▶ **TASK TO CARRY OUT**
Using the records below, write out again exactly the lines that begin at the line containing "Task: Where can the air" and end at the line containing "Target: ceiling fan light fixture", and no other lines.

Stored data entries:
........
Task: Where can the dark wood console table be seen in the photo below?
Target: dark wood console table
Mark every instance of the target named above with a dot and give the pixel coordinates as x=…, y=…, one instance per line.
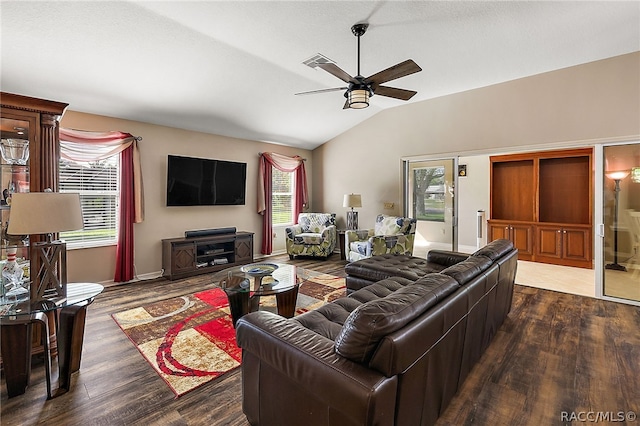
x=16, y=322
x=184, y=257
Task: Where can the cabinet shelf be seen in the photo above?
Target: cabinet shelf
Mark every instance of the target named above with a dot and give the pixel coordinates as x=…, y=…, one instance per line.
x=542, y=201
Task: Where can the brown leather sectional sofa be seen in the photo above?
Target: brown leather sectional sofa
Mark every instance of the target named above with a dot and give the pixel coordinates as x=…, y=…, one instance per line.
x=393, y=352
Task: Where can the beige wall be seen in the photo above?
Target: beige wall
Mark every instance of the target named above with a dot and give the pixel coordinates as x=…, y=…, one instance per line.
x=576, y=106
x=169, y=222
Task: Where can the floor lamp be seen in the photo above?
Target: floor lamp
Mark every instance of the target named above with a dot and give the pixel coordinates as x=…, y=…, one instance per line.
x=616, y=177
x=46, y=213
x=352, y=200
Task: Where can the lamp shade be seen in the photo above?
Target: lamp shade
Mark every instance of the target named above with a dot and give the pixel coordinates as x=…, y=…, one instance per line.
x=44, y=213
x=359, y=98
x=352, y=200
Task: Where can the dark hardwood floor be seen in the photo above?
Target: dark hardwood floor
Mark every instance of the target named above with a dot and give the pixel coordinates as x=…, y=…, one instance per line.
x=555, y=353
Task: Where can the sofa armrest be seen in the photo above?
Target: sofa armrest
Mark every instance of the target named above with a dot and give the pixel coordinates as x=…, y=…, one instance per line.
x=310, y=360
x=446, y=258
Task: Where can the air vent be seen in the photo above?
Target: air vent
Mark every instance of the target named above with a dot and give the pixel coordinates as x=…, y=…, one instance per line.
x=316, y=60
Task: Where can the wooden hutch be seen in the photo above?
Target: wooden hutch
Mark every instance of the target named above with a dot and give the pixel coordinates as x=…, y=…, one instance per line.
x=543, y=202
x=36, y=120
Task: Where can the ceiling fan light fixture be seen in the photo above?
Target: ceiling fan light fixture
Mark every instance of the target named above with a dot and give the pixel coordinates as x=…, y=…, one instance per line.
x=358, y=98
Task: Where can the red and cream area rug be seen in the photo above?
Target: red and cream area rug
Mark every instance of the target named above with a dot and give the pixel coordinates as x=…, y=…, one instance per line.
x=190, y=340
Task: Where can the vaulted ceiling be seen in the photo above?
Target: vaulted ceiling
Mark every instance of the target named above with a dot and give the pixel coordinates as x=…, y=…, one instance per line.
x=233, y=67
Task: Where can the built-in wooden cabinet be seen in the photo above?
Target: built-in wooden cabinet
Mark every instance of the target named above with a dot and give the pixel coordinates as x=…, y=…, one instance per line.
x=542, y=201
x=521, y=234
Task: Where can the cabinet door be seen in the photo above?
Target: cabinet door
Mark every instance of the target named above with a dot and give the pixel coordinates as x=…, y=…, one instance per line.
x=549, y=241
x=576, y=244
x=184, y=258
x=244, y=249
x=522, y=237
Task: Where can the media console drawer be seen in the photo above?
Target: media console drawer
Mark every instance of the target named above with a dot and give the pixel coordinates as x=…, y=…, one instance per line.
x=184, y=257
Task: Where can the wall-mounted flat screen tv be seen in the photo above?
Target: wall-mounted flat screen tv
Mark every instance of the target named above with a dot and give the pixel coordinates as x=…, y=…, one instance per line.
x=205, y=182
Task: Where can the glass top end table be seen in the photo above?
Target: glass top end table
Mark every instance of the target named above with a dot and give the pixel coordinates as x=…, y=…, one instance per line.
x=244, y=285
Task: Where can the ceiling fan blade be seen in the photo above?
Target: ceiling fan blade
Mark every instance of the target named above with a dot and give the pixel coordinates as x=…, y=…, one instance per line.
x=337, y=71
x=312, y=92
x=393, y=92
x=399, y=70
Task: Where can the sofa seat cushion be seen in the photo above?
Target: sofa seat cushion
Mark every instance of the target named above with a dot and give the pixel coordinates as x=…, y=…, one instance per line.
........
▶ **SOLUTION FOR THIS EXERCISE**
Task: Where can the air vent be seen in the photo above?
Target: air vent
Mark every instance of the target named above with a dot and give the pixel coordinates as x=…, y=…, one instance per line.
x=316, y=60
Task: Where can the wooden hutch be seen in the photo above?
Target: wooden hutch
Mark every instance of the target named above with a dot and give the pixel coordinates as x=…, y=…, one instance per line.
x=543, y=202
x=36, y=120
Task: Where can the ceiling fan light fixture be seen in the photo above?
Target: ceiling fan light fixture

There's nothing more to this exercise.